TASK OBJECTIVE: Copy out the records that follow, leaving every character as it is.

RECORDS PROVIDED:
+-------+

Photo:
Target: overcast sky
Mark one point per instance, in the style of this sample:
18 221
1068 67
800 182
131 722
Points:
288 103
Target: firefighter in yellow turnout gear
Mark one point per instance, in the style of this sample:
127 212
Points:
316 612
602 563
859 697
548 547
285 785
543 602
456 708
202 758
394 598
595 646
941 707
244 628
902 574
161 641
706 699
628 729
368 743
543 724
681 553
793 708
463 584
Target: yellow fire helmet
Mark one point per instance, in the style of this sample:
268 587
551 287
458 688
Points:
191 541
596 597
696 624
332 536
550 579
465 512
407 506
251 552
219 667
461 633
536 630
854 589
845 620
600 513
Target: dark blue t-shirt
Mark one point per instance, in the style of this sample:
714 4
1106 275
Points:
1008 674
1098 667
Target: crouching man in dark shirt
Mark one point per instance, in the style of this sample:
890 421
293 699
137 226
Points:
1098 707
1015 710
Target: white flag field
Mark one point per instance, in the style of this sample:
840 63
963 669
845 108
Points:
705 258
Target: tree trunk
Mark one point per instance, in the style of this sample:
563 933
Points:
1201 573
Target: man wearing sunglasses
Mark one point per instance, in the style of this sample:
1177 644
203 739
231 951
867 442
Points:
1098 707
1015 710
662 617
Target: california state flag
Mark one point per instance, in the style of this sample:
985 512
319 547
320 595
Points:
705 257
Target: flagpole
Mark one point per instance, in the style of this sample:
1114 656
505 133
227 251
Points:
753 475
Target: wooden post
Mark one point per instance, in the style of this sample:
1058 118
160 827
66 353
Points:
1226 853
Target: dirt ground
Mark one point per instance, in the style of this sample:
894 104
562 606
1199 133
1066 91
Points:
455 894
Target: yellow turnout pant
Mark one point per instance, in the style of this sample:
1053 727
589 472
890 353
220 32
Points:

+-------+

REPLY TO THE TASK:
Photo:
Target: overcast sky
Mark one point per instance, in the style of this sample:
18 221
1068 67
800 182
131 722
Points:
288 103
Target: firefighter in yellow turnout gear
Mark one point per instance, in the style of this sample:
127 212
Points:
316 612
602 563
859 697
548 547
285 785
543 602
456 708
202 758
394 598
595 646
941 707
244 628
902 574
161 641
706 699
628 729
368 743
543 724
681 553
793 708
463 584
Target: yellow fire helmet
Mark one point per instance, in the style of this sample:
268 587
551 287
458 688
Points:
191 541
596 597
696 624
332 536
550 579
465 512
407 506
251 552
219 667
461 633
536 630
854 589
845 620
600 513
Target: dark blue t-shirt
Mark one point per instance, in the style of this sample:
714 4
1106 275
Points:
1008 674
1098 667
Target: crouching man in dark shirt
Mark one point per instance, in the style of this sample:
890 421
293 699
137 226
Points:
1098 707
1015 710
Target: white flag field
Mark one point per instance, in the style of this sample:
840 63
963 669
845 108
Points:
705 258
Target: tree trunk
Mark one point per instance, in the style of this sample:
563 933
Points:
1201 573
Target: man wearing sunglasses
Mark one point per instance, in the style of this sample:
1177 644
203 739
231 951
867 442
Points:
1098 707
1015 710
662 617
Target: california state flag
Mark one point per instance, in the style of this sample:
985 512
319 547
320 595
Points:
705 257
Target: flagpole
Mark one point per instance, in the style of this sample:
1114 656
505 133
227 251
Points:
753 475
Target: wooden post
Mark one point per instance, in the style of this sample:
1058 118
160 827
66 353
Points:
1226 853
Target: dirt ground
Mark one point per instance, in the style of this sample:
894 104
562 606
1199 133
1066 91
Points:
455 894
Target: yellow turnout pant
Mark one point per instance, in the style of this sample:
1053 727
589 472
890 353
220 32
Points:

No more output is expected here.